Turn every line of all the records below into a numbered list, leaving out blank lines. Omit the pictures from your answer.

____ SOURCE RECORDS

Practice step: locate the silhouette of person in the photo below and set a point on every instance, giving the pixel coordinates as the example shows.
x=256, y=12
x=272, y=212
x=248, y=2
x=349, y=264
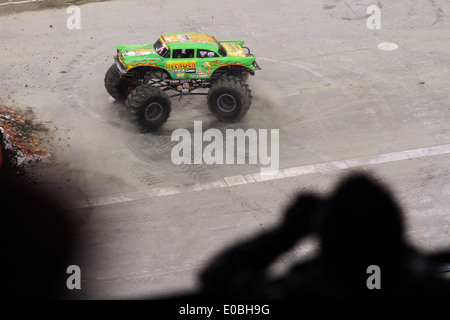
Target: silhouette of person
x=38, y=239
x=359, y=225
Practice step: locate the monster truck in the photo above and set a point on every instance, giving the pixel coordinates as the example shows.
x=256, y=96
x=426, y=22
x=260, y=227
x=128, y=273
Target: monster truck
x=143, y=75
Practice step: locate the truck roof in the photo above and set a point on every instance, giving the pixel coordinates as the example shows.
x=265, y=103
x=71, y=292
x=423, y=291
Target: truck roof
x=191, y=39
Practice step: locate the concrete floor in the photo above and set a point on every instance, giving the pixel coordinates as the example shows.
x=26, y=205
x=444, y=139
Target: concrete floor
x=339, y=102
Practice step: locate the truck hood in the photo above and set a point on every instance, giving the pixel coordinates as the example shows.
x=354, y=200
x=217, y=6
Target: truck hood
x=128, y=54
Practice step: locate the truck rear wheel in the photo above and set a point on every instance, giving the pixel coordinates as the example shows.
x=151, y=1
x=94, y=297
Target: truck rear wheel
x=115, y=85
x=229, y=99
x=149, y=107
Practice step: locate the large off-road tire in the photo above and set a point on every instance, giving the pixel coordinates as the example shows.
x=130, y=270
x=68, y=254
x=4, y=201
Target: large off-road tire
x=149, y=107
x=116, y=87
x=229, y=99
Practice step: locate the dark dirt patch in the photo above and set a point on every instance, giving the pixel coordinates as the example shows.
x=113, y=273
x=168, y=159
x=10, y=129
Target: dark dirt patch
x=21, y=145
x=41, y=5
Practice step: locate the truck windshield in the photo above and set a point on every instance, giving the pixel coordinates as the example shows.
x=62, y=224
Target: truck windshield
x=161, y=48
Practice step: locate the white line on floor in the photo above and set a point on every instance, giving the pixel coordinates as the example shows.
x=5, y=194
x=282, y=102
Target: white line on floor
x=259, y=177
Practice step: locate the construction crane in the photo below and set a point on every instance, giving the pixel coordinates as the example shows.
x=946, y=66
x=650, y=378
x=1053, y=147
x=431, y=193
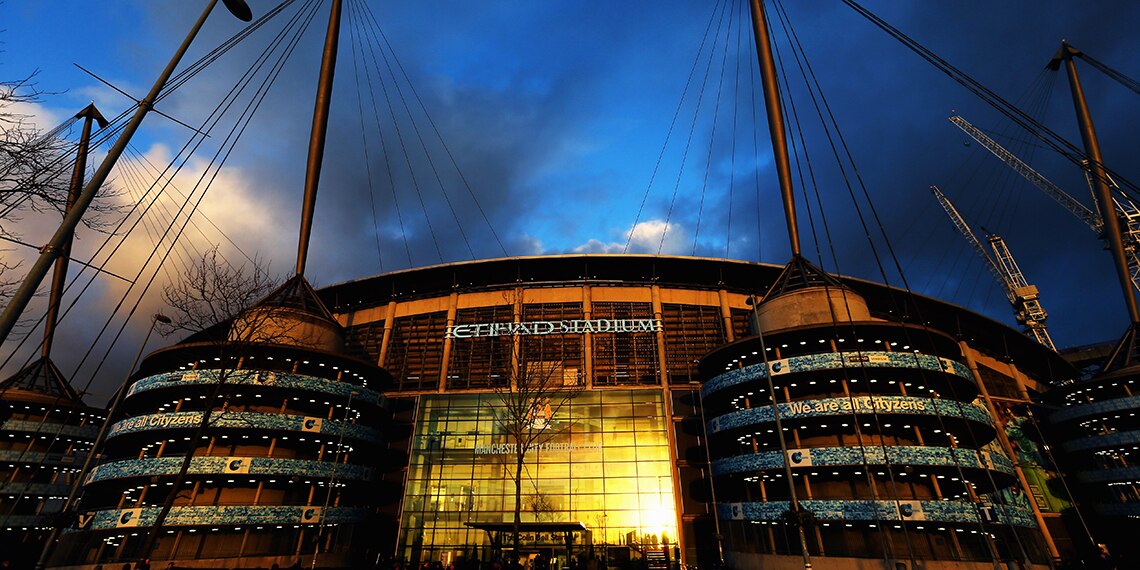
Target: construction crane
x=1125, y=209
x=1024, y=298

________

▶ _RESULT OF THE TASK_:
1. Practice step: locate the silhouette of person in the photo below and set a point on every instance, giving the pixel coordinates as the example shows.
2. x=256, y=12
3. x=272, y=212
4. x=248, y=2
5. x=349, y=264
6. Target: silhouette of person
7. x=38, y=239
8. x=359, y=225
9. Practice step: locate the monster truck in the photo above and set a point on every instance, giving the pixel coordinates as the example shows.
10. x=256, y=96
11. x=426, y=22
12. x=260, y=227
13. x=128, y=273
14. Target: monster truck
15. x=143, y=75
16. Practice step: locate the truck roof in the photo above and set a point on every instance, giving the pixel coordinates as the example shows.
17. x=265, y=103
18. x=71, y=292
19. x=423, y=291
20. Target: truck roof
21. x=191, y=39
22. Practice step: locate the concrete floor in the photo above and set a point on every instance, giving the pixel coordinates as the example shows.
23. x=26, y=205
24. x=444, y=139
25. Target: concrete floor
26. x=339, y=102
27. Practice step: locate the truck hood in the photo above and set a point on every instance, giving the pixel coordinates as the example shows.
28. x=354, y=200
29. x=217, y=6
30. Target: truck hood
31. x=128, y=54
32. Practice step: locate the truck rear wheel in the photo above and set a point on every instance, giving the pixel coordinates as the example shows.
33. x=151, y=1
34. x=94, y=297
35. Target: truck rear wheel
36. x=115, y=85
37. x=229, y=99
38. x=149, y=107
39. Practice step: locate the large off-road tire in the photo above and set a point on every instance, giving the pixel coordinates as the example shows.
40. x=130, y=270
41. x=68, y=254
42. x=4, y=201
43. Target: large off-road tire
44. x=149, y=107
45. x=116, y=87
46. x=229, y=99
47. Practice step: locate the dark dirt patch in the photo above and set a point on every instance, giving the pixel coordinates as the example shows.
48. x=113, y=273
49. x=168, y=159
50. x=10, y=129
51. Target: dark dirt patch
52. x=21, y=145
53. x=41, y=5
54. Practice step: locate the truck windshield in the photo above and set a point on every instance, giving the pixel coordinates as the example shows.
55. x=62, y=224
56. Target: truck windshield
57. x=161, y=48
58. Practice step: locate the white line on floor in the photo above and set a point on every instance, giving the pixel coordinates as the example shows.
59. x=5, y=194
60. x=282, y=102
61. Target: white line on floor
62. x=259, y=177
63. Practice step: locate the construction crane in the photo below and set a point on every instance, giving the pixel coordinates as the example shows.
64. x=946, y=66
65. x=650, y=378
66. x=1053, y=147
67. x=431, y=193
68. Target: construction crane
69. x=1125, y=209
70. x=1024, y=298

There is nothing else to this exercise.